## Problem details
Write a continuation of the devotional reflection on home below, starting after its last sentence.

## Document extract
>> begin
Oh Lord, When my vision is hazy and feet walk in the grooves made from repetition, when the world feels like a wheel I simply must rotate, awake my soul, turn me upside down, shine that bright bright light in my eyes. Help me not move left and right because of decisions I made years ago, or because of decisions made for me, living without thinking and thinking without pausing. Make my heart one of intention and purpose. Draw me out of spiritual stupor and invigorate my soul with You.

home

“In my deepest wound I saw your glory and it dazzled me.” St Augustine
Home. Thinking back on our first understanding of home can come with a torrent of emotion...the warm sliver of window light that woke us each morning, the black lab that met us on the driveway each evening, the daily paper always plopped just so on the counter, the hustle before holidays, the calm of Sunday afternoons, the smell of Friday night pizza, the sounds of that loud heater “warming up”...the memory of home is pregnant with nostalgia.
We remember the precious simple things that made up our life. We thought these would always be, but then time ticks away, calendar pages flip and one day we look back and we see it. What was once our whole world is now a memory. We didn’t know the permanent things were temporary, taken-for-granted gifts. They were seeds to nourish, many of which would not sprout for years to come. We assumed we would always be in this environment where we were loved and adored. At the time we may have wanted freedom from home’s constraints, but we were unaware those constraints were pieces of a foundation that would hold up in life’s ebb and flow.
>> end
## Data section
>> begin
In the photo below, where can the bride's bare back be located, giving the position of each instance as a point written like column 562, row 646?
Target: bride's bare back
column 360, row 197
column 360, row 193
>> end
## Task response
But for most of us, memories of the past contain a unique mixture of comfort and pain. Whether thinking back brings common hurts caused by friends or hormones, or lingering memories of abuse, avoidance, or addiction, we wonder what do we do with this individualized GIF of pictures, phrases, and feelings running through our minds? What do we do when remembering brings pain? What do we do with neglect that masqueraded as freedom, control that masqueraded as care? Where do those memories settle? And how do we cause some to take root and others to fade away?
Memories are precious, not because they’re always wonderful but because they cannot be bought or sold. We speak of “making memories,” but we have no control over what becomes a memory and what doesn’t.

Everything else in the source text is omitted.